• _Task details_: Produce an exact copy of the lines from the line containing "Target: corrugated cardboard panel" through the last line of the listing below, both ends included, and nothing else.

━━ Source data

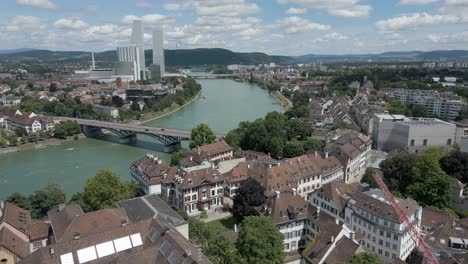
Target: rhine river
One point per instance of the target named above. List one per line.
(224, 103)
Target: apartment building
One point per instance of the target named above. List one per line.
(194, 189)
(367, 212)
(443, 105)
(392, 132)
(353, 150)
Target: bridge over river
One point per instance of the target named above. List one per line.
(170, 138)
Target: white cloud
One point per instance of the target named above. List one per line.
(37, 3)
(415, 20)
(336, 36)
(23, 23)
(417, 2)
(296, 11)
(357, 11)
(144, 4)
(70, 23)
(294, 24)
(338, 8)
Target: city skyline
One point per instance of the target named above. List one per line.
(284, 27)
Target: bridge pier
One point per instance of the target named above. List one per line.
(128, 139)
(168, 148)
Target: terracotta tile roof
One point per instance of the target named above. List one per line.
(13, 243)
(39, 230)
(151, 167)
(372, 201)
(193, 178)
(215, 148)
(16, 217)
(159, 244)
(287, 207)
(339, 192)
(88, 224)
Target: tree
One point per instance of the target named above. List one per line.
(427, 175)
(104, 189)
(222, 251)
(314, 144)
(201, 135)
(456, 165)
(260, 241)
(44, 199)
(364, 258)
(177, 157)
(117, 101)
(293, 149)
(19, 200)
(52, 87)
(369, 179)
(249, 194)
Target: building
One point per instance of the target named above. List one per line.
(214, 152)
(30, 122)
(158, 52)
(396, 132)
(353, 150)
(151, 206)
(367, 212)
(194, 189)
(129, 62)
(108, 111)
(137, 40)
(19, 237)
(148, 172)
(148, 241)
(444, 105)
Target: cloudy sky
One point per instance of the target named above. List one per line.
(283, 27)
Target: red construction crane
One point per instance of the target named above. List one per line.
(422, 247)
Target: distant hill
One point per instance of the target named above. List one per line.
(216, 56)
(183, 57)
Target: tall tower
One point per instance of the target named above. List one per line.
(158, 50)
(137, 40)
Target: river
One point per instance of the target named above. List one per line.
(223, 104)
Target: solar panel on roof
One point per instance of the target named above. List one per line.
(86, 254)
(152, 234)
(174, 257)
(105, 249)
(165, 247)
(67, 258)
(136, 240)
(122, 244)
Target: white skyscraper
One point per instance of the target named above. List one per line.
(158, 50)
(137, 40)
(129, 62)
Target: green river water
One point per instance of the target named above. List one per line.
(224, 103)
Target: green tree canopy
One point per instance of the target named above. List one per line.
(201, 135)
(364, 258)
(248, 195)
(44, 199)
(104, 189)
(260, 241)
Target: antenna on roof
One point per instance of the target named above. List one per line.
(92, 58)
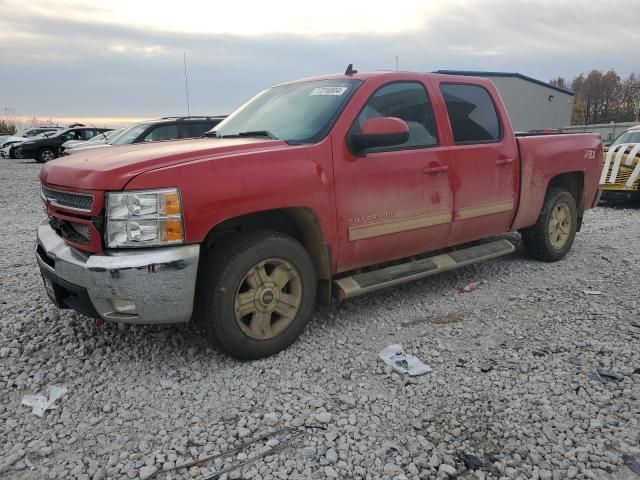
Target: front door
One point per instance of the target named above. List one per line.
(396, 201)
(485, 157)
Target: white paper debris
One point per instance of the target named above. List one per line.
(401, 362)
(40, 403)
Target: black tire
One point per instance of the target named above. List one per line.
(221, 275)
(45, 155)
(537, 240)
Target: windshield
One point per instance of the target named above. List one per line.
(129, 134)
(297, 112)
(630, 136)
(33, 132)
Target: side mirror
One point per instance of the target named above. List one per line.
(380, 132)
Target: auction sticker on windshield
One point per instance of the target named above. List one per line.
(328, 91)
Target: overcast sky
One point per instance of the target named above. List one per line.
(118, 58)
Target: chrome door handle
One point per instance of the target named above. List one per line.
(436, 170)
(504, 161)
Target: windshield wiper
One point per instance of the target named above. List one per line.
(253, 133)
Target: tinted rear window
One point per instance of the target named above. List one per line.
(196, 129)
(472, 113)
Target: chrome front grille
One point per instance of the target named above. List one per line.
(77, 201)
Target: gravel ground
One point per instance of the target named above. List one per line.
(512, 385)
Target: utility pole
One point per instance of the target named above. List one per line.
(186, 83)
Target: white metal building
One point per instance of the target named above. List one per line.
(532, 104)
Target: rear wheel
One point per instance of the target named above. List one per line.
(46, 155)
(552, 236)
(255, 294)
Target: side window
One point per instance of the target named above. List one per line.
(408, 101)
(162, 132)
(195, 129)
(472, 113)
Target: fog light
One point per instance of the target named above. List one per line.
(123, 305)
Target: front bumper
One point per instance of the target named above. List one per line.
(159, 282)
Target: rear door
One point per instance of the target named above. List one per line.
(396, 201)
(484, 152)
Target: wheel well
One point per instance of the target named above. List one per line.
(298, 222)
(573, 182)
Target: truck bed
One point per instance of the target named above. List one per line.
(545, 156)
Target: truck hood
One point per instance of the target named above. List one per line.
(112, 168)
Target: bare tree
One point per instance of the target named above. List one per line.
(604, 97)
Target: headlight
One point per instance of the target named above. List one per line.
(144, 218)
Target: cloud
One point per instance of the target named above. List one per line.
(66, 58)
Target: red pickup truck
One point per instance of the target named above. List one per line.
(331, 186)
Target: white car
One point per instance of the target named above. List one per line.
(100, 139)
(8, 144)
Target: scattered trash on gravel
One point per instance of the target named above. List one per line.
(632, 463)
(401, 362)
(605, 376)
(487, 366)
(40, 403)
(274, 445)
(470, 287)
(471, 461)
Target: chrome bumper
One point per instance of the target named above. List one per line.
(159, 282)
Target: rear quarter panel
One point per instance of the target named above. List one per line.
(543, 157)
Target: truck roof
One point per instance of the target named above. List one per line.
(391, 75)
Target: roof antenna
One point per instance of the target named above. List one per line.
(186, 83)
(350, 70)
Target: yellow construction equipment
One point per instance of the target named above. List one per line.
(621, 170)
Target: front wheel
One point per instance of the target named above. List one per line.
(552, 236)
(255, 294)
(46, 155)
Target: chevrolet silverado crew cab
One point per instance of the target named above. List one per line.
(337, 185)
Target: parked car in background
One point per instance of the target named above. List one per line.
(620, 177)
(99, 139)
(311, 187)
(8, 145)
(166, 128)
(46, 148)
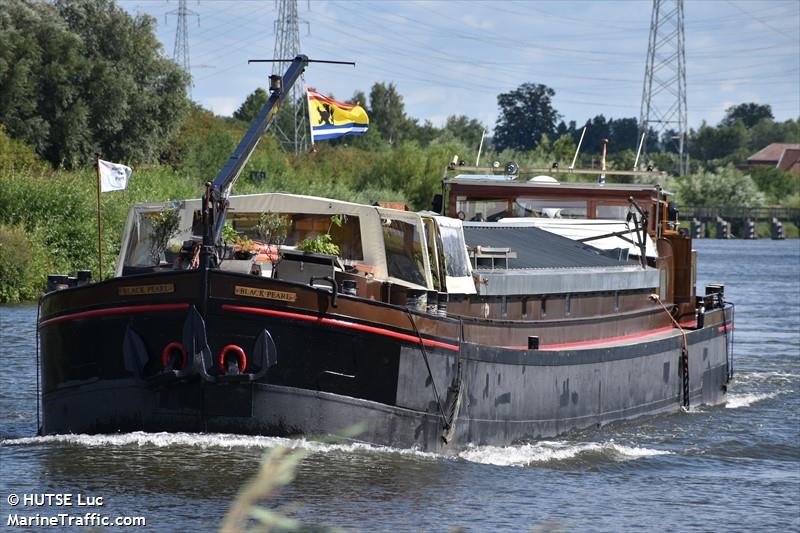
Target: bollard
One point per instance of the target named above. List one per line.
(533, 342)
(750, 229)
(697, 229)
(723, 228)
(776, 229)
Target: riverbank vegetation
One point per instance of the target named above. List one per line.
(79, 78)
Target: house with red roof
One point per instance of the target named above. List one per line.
(783, 156)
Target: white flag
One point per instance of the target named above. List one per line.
(113, 176)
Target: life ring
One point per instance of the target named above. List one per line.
(240, 355)
(167, 352)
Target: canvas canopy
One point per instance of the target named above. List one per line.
(392, 242)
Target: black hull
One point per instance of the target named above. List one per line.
(326, 377)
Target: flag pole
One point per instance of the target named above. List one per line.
(310, 125)
(99, 224)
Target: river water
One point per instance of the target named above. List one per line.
(735, 467)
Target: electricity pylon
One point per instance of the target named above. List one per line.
(180, 52)
(293, 133)
(664, 93)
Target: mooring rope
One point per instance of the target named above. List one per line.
(428, 366)
(38, 394)
(684, 351)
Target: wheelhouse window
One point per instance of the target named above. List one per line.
(532, 207)
(611, 212)
(404, 253)
(455, 258)
(305, 225)
(477, 210)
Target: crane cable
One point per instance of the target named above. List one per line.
(684, 351)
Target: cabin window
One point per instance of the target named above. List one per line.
(455, 256)
(535, 208)
(475, 210)
(404, 253)
(305, 225)
(140, 252)
(435, 257)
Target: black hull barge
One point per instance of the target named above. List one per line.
(426, 330)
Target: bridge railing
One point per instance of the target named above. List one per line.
(706, 213)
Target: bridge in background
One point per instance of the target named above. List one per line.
(737, 221)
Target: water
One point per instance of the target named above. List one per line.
(734, 466)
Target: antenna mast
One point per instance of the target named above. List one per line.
(292, 133)
(180, 52)
(664, 93)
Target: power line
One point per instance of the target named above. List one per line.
(663, 106)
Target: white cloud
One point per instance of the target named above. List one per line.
(220, 105)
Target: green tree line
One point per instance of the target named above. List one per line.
(84, 77)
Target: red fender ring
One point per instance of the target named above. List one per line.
(167, 351)
(239, 355)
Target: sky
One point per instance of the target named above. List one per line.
(454, 57)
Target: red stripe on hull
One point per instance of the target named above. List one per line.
(342, 324)
(115, 311)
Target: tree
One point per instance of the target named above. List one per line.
(726, 186)
(750, 114)
(388, 112)
(525, 114)
(597, 129)
(624, 134)
(78, 77)
(252, 105)
(715, 143)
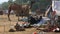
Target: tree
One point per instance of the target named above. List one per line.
(5, 5)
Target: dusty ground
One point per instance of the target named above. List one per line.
(5, 26)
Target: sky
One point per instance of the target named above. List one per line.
(1, 1)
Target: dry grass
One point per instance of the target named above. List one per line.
(4, 20)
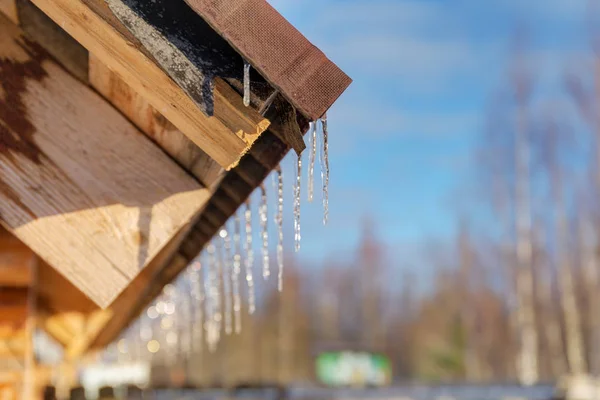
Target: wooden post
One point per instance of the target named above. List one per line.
(30, 389)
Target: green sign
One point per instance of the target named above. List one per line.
(353, 369)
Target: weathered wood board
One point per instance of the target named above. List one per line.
(9, 9)
(39, 27)
(15, 261)
(154, 124)
(79, 184)
(225, 136)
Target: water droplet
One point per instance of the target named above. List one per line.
(213, 305)
(225, 256)
(247, 67)
(312, 155)
(297, 198)
(263, 211)
(249, 263)
(279, 221)
(325, 168)
(235, 277)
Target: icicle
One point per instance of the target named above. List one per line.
(279, 221)
(249, 259)
(213, 306)
(246, 83)
(263, 211)
(325, 168)
(198, 304)
(169, 324)
(297, 193)
(225, 255)
(237, 263)
(311, 161)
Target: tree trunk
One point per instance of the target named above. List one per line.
(527, 364)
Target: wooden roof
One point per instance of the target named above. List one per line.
(111, 172)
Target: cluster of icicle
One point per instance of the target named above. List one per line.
(206, 301)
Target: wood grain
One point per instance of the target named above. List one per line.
(79, 184)
(9, 9)
(54, 39)
(15, 261)
(154, 124)
(213, 134)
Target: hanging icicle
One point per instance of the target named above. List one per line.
(325, 168)
(263, 211)
(225, 255)
(311, 161)
(237, 264)
(297, 194)
(279, 221)
(249, 262)
(197, 304)
(213, 306)
(247, 67)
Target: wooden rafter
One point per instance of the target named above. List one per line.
(89, 194)
(225, 137)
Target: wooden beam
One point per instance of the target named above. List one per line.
(225, 136)
(15, 261)
(9, 9)
(79, 184)
(154, 124)
(124, 308)
(231, 193)
(54, 39)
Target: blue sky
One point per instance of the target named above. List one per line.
(403, 135)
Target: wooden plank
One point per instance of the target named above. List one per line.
(79, 184)
(231, 193)
(15, 261)
(213, 134)
(154, 124)
(9, 9)
(81, 343)
(126, 307)
(66, 50)
(59, 296)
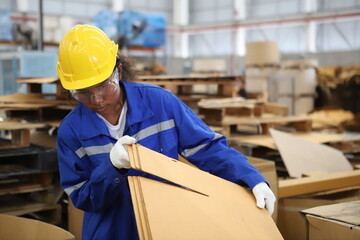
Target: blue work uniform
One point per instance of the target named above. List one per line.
(159, 121)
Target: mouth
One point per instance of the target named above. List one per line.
(100, 109)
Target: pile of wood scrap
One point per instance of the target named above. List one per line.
(330, 118)
(34, 108)
(331, 76)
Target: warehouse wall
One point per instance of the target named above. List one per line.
(337, 41)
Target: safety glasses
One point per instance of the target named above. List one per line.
(106, 88)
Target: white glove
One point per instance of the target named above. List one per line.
(264, 197)
(119, 156)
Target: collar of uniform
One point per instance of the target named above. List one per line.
(138, 111)
(91, 124)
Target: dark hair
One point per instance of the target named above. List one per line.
(128, 68)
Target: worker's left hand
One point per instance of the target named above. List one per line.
(264, 197)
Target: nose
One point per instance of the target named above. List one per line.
(96, 98)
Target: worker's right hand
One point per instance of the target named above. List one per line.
(119, 156)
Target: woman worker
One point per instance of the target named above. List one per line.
(114, 112)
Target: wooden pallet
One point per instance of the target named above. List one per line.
(300, 124)
(20, 133)
(182, 85)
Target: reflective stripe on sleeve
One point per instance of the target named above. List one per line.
(69, 190)
(191, 151)
(156, 128)
(94, 150)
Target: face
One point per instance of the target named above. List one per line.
(103, 98)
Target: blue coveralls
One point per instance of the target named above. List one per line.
(159, 121)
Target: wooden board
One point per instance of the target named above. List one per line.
(313, 184)
(28, 98)
(199, 206)
(316, 137)
(301, 156)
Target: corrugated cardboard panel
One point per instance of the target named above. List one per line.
(199, 206)
(301, 156)
(321, 228)
(12, 227)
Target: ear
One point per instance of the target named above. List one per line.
(120, 70)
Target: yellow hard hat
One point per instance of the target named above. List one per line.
(86, 57)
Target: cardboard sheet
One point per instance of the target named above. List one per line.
(199, 206)
(301, 156)
(347, 212)
(335, 221)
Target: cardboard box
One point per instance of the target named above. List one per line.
(334, 222)
(266, 167)
(12, 227)
(292, 224)
(193, 204)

━━━━

• _Solution for this problem_:
Target: corrugated cardboard panel
One point per instance of the target named above. List one per line.
(199, 206)
(301, 156)
(321, 228)
(12, 227)
Target: ear
One point per instance of the target named above. List one per line.
(120, 70)
Target: yellow hard hat
One point per instance of the target named above. List one per line.
(86, 57)
Target: cardboard sheet
One point per instance of the target named above. List one per line.
(199, 206)
(301, 156)
(347, 212)
(335, 221)
Target: cardboard box
One point per instance of the target named above. List one per line.
(334, 222)
(266, 167)
(12, 227)
(292, 224)
(193, 204)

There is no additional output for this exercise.